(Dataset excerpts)
========================================================================

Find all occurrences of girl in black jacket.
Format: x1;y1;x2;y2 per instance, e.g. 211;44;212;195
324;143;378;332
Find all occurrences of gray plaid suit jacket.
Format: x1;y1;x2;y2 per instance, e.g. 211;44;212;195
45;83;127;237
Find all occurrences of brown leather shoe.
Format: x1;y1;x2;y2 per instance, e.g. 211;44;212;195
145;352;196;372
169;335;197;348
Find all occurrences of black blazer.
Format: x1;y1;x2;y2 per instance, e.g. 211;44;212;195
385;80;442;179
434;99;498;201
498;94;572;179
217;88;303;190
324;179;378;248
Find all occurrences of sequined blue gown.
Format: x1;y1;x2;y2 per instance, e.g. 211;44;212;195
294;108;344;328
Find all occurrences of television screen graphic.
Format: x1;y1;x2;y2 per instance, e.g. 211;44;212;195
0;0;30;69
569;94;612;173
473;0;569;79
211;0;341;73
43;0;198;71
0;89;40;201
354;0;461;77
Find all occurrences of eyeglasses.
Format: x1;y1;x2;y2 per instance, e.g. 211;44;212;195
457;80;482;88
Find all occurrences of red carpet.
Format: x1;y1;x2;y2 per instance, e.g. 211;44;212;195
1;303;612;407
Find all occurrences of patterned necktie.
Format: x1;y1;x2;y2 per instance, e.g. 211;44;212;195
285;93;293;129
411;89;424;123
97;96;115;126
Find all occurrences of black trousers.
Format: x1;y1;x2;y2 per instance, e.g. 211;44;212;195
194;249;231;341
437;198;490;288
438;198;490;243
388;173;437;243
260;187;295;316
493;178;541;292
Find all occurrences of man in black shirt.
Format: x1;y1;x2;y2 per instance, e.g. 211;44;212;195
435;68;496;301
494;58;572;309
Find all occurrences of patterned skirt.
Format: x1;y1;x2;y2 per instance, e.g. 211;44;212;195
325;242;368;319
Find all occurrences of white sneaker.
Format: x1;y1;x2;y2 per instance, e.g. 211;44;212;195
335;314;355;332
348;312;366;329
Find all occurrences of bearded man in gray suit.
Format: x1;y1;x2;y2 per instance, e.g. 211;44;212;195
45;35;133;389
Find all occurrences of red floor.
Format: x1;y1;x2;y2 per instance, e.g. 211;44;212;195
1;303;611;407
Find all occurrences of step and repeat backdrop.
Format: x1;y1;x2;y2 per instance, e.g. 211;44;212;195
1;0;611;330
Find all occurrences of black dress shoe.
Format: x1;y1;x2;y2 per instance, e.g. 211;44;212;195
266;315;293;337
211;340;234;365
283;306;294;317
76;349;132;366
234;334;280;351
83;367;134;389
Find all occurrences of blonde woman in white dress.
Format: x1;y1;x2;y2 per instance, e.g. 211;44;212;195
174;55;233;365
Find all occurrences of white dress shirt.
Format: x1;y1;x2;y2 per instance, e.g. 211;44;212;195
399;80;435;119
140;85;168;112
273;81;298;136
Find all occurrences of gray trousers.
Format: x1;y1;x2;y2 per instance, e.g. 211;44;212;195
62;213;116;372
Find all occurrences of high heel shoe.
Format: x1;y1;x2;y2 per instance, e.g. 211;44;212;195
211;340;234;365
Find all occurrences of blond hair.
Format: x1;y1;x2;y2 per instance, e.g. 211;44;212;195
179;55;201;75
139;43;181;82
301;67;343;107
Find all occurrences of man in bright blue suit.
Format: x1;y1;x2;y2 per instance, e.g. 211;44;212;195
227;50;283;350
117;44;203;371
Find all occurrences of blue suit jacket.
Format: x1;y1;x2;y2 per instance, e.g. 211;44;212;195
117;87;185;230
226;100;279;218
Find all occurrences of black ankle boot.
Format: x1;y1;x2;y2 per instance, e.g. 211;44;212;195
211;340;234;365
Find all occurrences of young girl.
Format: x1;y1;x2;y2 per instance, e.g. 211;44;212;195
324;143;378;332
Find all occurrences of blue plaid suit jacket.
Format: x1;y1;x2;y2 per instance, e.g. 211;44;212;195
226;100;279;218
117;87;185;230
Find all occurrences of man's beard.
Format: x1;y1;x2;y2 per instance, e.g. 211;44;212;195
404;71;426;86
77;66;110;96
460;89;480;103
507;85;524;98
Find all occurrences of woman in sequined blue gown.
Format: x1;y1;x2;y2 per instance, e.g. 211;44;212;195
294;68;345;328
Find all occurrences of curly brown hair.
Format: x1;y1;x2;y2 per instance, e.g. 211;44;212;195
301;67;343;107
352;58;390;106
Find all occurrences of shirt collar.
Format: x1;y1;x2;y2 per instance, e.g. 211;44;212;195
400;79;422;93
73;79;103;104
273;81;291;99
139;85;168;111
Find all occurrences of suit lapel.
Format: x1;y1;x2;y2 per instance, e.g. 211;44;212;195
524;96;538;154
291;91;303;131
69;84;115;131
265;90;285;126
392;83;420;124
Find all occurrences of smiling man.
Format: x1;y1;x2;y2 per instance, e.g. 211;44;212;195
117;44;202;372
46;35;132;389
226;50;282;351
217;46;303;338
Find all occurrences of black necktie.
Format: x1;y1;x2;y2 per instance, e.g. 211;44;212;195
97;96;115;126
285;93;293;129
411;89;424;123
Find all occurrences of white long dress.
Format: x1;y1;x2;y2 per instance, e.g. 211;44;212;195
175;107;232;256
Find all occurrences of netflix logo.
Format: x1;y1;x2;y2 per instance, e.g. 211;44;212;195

========================================================================

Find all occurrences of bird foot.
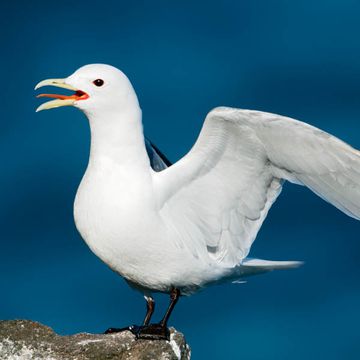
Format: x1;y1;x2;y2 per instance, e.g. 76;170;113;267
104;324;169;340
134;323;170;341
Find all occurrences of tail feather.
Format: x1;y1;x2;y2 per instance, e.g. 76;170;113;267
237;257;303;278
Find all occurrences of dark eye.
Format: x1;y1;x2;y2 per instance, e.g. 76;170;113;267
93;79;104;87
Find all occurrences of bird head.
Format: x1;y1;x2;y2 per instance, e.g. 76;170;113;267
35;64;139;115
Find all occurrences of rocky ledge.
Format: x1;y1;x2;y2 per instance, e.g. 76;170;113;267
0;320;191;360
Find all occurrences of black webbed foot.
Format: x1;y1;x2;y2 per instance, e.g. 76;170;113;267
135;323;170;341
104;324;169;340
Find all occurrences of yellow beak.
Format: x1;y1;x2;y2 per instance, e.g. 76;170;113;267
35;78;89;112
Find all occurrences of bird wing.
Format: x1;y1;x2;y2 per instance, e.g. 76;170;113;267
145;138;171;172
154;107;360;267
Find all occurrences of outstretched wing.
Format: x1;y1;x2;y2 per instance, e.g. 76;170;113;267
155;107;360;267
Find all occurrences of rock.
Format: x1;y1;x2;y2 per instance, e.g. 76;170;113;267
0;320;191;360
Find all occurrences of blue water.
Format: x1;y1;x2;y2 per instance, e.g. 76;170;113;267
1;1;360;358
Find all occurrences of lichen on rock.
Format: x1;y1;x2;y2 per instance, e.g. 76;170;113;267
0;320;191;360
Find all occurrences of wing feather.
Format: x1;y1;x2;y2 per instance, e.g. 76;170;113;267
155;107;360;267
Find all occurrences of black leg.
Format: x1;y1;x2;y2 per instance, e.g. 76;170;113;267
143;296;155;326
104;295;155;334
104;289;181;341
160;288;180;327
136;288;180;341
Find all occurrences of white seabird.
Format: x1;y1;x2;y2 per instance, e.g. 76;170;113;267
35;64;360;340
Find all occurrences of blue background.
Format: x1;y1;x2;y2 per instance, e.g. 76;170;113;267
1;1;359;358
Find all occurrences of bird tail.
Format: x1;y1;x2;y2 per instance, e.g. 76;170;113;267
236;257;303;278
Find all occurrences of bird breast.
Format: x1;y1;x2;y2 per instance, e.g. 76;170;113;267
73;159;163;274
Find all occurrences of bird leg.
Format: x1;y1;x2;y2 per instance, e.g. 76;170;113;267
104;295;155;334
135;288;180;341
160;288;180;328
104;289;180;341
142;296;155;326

========================================================================

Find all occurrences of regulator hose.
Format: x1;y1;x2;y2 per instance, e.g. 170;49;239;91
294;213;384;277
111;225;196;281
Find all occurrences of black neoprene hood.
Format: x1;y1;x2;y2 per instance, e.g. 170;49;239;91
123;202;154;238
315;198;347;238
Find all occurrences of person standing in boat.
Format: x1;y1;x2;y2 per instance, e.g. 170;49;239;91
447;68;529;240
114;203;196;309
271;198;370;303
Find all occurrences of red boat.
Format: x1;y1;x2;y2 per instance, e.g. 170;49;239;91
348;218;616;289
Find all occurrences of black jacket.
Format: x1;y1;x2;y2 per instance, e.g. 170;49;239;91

========================================================================

Using the entries, state how many of their lines hold "woman"; give the number and no more.

## Exercise answer
2